## START ENTRIES SHOWN
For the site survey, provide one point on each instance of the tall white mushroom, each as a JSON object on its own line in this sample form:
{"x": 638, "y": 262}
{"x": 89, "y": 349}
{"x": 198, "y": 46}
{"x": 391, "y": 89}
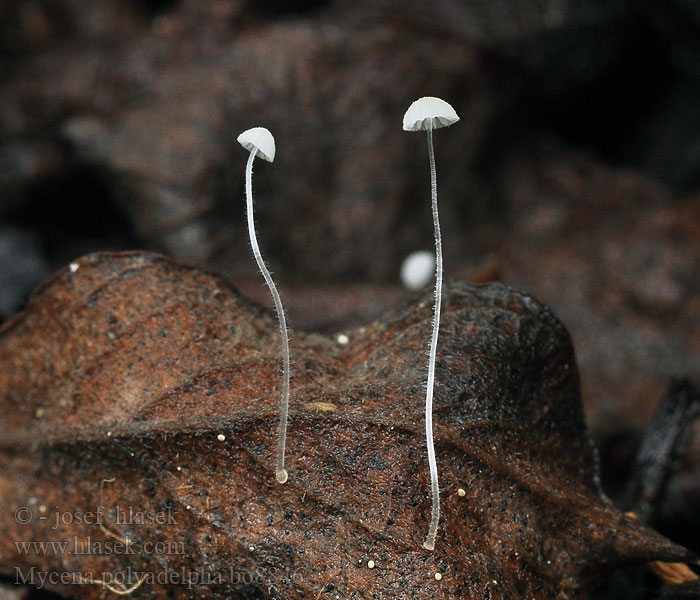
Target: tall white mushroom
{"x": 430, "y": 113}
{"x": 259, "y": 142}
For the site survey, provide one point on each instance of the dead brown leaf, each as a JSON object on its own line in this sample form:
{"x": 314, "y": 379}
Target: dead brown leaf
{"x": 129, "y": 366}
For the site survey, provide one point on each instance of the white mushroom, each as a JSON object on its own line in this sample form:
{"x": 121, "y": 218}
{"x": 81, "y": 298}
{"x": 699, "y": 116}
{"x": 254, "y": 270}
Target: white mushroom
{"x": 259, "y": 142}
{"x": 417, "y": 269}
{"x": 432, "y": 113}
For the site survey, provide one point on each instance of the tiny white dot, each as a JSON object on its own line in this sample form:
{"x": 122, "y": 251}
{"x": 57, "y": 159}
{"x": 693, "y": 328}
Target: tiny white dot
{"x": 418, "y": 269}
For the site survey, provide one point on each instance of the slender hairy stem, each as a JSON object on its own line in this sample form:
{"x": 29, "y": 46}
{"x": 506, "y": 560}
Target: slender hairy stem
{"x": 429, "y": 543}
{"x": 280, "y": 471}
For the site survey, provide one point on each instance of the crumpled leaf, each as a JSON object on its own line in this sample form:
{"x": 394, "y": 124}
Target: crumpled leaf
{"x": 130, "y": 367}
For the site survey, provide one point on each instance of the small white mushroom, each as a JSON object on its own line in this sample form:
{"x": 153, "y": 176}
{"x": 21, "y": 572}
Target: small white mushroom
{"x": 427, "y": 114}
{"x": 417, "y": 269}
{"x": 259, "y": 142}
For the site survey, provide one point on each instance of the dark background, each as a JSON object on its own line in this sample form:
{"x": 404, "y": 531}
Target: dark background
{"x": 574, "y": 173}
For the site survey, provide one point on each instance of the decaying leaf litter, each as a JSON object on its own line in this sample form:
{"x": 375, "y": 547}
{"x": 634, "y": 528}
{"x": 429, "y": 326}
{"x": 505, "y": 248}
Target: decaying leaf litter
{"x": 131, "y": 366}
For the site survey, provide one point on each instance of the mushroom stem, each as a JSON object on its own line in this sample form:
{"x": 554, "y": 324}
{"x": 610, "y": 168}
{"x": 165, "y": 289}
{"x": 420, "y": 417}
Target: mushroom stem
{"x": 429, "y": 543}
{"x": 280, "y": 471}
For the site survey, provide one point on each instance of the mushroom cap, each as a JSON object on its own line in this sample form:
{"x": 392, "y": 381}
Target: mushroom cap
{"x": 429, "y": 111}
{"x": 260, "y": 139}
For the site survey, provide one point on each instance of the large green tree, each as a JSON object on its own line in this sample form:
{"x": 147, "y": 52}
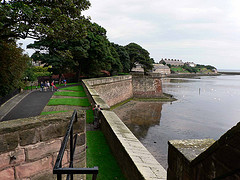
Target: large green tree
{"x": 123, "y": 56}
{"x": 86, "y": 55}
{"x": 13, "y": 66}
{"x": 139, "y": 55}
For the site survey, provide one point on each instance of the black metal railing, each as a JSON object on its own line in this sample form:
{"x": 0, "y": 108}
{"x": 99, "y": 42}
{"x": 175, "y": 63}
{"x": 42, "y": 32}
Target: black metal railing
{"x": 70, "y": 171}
## END ENTRIES SHOWN
## START ENTRIES SHOWN
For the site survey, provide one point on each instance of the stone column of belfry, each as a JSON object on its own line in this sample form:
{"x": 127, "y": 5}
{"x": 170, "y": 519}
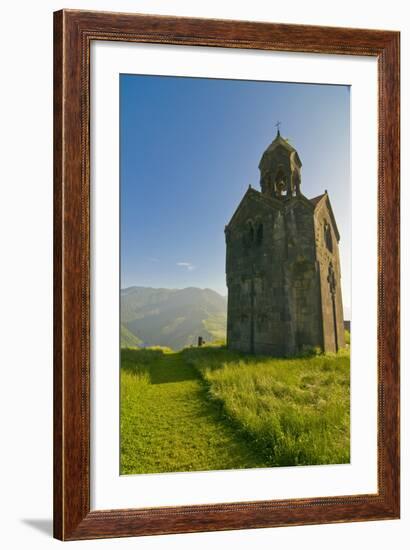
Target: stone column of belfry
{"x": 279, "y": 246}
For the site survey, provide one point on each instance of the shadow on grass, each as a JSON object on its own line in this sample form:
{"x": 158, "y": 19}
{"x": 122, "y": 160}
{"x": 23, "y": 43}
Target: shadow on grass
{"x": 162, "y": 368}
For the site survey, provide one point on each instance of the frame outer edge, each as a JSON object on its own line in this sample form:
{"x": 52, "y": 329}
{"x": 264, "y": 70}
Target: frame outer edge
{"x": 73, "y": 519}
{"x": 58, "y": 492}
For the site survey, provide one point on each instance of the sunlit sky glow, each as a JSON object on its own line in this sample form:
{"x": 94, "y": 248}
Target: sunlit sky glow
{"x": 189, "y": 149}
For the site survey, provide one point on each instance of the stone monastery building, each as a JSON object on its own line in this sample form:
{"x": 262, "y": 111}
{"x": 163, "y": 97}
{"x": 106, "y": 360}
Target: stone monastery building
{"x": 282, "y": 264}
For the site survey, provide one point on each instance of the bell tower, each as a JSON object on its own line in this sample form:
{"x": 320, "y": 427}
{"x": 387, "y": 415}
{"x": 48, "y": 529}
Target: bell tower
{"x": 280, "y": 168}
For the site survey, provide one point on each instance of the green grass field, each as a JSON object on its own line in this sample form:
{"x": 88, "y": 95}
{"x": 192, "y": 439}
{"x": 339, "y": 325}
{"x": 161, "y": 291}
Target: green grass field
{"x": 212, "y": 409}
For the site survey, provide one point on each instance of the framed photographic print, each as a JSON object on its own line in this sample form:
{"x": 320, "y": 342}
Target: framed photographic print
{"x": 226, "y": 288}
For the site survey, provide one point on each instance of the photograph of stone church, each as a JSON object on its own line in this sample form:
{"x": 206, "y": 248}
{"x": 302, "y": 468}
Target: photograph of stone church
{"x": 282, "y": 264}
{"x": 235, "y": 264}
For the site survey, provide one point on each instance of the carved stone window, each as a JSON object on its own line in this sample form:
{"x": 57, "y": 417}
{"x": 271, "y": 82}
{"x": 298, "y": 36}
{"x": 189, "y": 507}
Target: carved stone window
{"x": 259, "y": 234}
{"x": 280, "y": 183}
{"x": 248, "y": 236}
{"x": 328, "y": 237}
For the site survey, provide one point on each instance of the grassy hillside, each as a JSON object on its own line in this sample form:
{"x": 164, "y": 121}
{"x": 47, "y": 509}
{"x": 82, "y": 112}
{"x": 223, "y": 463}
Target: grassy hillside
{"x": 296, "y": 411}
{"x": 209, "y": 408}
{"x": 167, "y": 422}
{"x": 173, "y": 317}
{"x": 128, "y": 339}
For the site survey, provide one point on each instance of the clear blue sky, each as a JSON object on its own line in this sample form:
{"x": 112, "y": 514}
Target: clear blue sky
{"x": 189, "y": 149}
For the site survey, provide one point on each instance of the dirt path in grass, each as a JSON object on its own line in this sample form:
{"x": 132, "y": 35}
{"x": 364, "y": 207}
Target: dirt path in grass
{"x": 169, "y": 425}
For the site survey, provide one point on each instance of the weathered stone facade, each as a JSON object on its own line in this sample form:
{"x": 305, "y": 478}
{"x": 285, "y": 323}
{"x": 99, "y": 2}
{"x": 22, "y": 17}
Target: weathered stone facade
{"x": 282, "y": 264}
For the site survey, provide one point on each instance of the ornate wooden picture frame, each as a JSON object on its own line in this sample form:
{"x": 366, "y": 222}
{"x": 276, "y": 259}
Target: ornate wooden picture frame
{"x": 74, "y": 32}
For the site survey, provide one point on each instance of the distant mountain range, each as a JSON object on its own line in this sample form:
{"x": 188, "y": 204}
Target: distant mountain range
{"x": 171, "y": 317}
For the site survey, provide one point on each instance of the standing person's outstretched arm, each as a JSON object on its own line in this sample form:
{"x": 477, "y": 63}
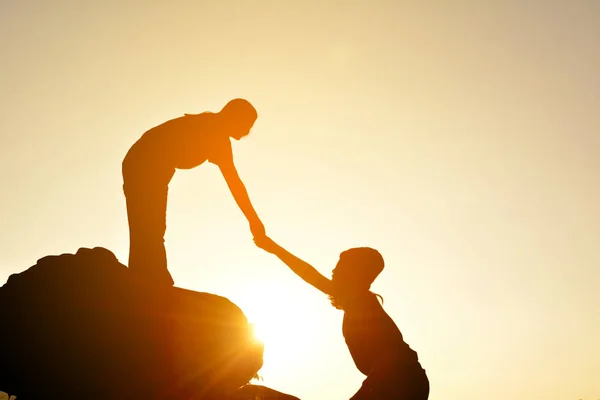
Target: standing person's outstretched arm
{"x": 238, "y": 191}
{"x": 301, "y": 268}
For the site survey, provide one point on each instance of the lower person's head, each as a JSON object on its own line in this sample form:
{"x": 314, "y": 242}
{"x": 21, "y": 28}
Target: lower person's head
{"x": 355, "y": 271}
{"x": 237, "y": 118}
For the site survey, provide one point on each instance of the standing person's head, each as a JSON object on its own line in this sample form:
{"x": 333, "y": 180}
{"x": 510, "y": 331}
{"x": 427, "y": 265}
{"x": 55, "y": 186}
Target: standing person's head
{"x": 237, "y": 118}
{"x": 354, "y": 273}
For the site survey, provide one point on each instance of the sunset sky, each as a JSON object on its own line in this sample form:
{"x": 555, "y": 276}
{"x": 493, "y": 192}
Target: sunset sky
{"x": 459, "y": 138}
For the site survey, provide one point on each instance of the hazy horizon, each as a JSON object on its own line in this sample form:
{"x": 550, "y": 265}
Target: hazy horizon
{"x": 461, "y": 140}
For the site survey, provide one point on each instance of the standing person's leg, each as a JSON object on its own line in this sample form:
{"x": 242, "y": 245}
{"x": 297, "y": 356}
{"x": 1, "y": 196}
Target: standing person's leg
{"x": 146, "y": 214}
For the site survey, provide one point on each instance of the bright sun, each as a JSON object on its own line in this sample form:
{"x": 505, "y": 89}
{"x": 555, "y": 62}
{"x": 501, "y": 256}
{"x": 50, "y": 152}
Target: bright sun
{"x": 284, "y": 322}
## END ENTRIES SHOWN
## START ENTRIES SHOWN
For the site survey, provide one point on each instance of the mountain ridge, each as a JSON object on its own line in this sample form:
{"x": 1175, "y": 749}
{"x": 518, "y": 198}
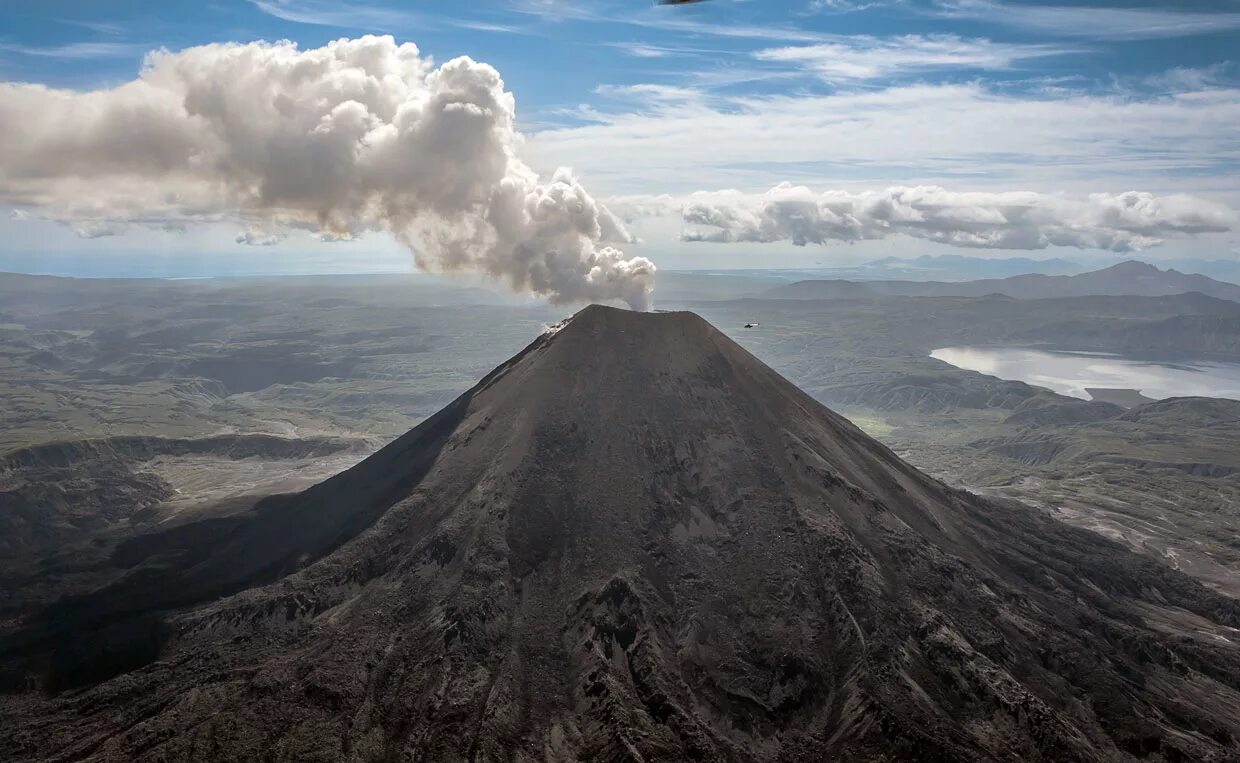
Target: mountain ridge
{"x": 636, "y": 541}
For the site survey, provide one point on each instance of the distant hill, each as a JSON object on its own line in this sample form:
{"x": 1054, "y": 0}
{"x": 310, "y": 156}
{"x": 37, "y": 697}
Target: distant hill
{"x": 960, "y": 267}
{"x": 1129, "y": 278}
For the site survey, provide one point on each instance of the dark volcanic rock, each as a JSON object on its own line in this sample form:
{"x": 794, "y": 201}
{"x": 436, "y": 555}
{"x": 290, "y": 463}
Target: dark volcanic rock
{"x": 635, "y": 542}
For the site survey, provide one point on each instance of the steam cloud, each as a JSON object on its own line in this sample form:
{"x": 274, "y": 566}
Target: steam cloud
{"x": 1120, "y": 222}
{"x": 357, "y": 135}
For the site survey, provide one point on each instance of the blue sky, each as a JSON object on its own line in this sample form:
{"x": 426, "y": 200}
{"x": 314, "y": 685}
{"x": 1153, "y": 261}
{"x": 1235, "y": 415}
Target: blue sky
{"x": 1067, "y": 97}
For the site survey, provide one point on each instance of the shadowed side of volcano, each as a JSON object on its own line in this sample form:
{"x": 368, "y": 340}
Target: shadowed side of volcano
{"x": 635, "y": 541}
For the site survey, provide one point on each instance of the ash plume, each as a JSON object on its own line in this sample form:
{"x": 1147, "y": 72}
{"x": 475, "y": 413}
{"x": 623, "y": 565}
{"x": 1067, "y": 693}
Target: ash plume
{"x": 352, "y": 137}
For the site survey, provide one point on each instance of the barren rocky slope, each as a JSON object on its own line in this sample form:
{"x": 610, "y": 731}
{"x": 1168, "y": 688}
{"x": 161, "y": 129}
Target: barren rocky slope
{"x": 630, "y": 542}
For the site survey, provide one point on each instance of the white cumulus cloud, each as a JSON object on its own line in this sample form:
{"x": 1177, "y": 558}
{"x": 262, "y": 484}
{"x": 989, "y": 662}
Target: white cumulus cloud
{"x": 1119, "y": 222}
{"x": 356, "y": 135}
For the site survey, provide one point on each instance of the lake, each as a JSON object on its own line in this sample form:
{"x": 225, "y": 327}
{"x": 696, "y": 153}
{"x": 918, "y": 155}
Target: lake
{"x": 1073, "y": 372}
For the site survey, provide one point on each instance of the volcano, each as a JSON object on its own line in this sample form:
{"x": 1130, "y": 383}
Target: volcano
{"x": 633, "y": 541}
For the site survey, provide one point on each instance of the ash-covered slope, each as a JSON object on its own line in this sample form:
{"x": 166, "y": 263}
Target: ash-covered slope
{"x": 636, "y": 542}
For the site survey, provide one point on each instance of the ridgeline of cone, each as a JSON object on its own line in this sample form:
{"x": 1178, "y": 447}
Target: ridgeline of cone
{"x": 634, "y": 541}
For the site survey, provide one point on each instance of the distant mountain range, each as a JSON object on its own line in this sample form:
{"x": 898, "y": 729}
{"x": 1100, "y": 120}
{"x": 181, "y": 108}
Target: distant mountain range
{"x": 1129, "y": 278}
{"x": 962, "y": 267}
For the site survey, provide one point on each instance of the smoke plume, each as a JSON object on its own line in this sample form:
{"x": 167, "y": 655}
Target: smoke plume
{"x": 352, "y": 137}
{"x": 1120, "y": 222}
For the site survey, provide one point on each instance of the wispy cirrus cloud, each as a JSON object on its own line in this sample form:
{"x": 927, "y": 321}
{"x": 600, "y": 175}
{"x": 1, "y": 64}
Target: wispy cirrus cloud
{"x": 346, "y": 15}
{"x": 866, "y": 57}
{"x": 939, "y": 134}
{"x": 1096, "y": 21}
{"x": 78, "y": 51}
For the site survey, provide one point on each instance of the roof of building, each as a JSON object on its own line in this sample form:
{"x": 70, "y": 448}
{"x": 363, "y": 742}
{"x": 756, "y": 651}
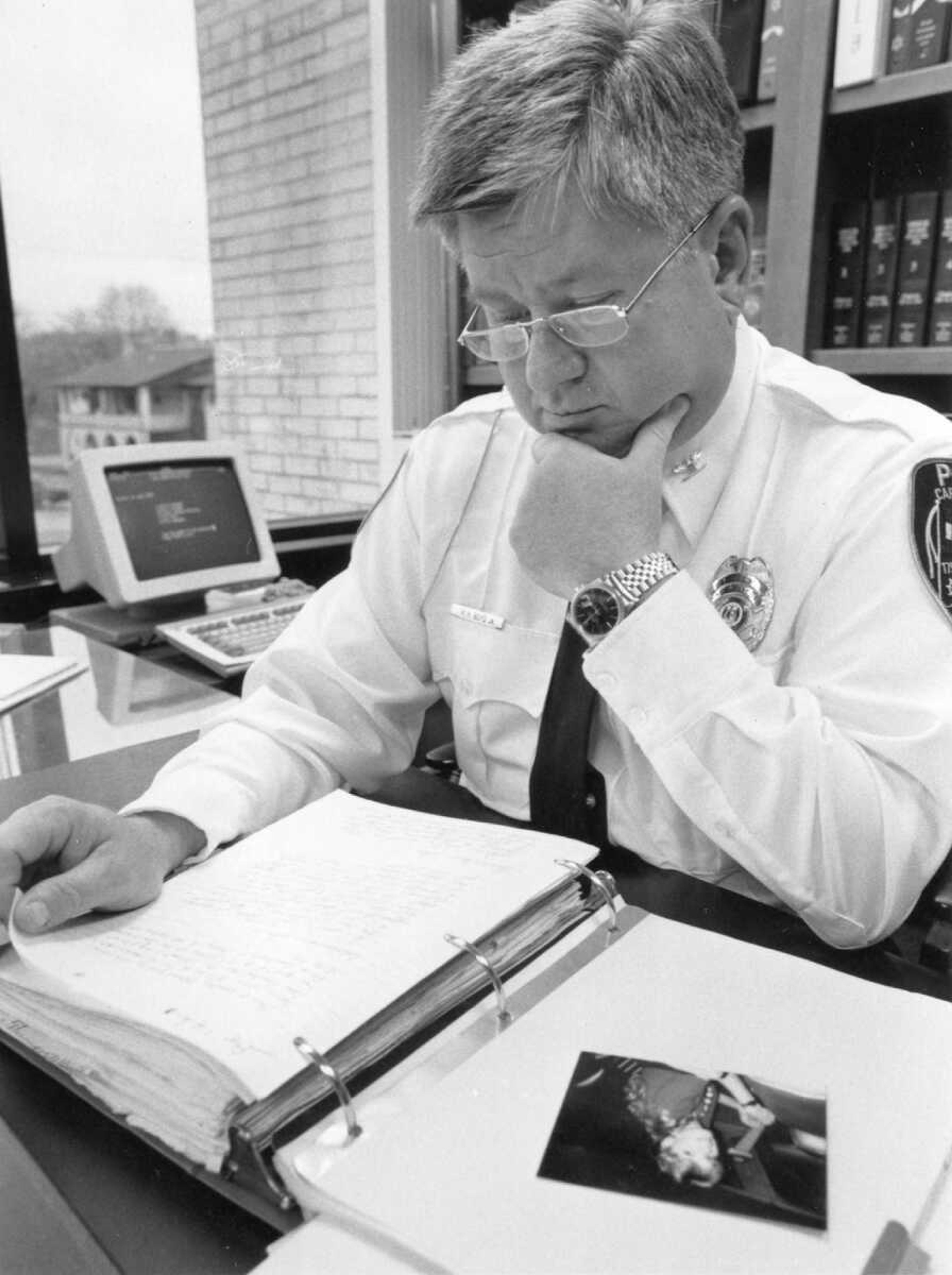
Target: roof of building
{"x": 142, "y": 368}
## END ENTRIES SHOWN
List each line in the entries above that contains the word "cone".

For the site survey, provide one point on each instance of the ridgeline of cone, each as a JSON object on its own line in this sample form:
Target: ridgeline of cone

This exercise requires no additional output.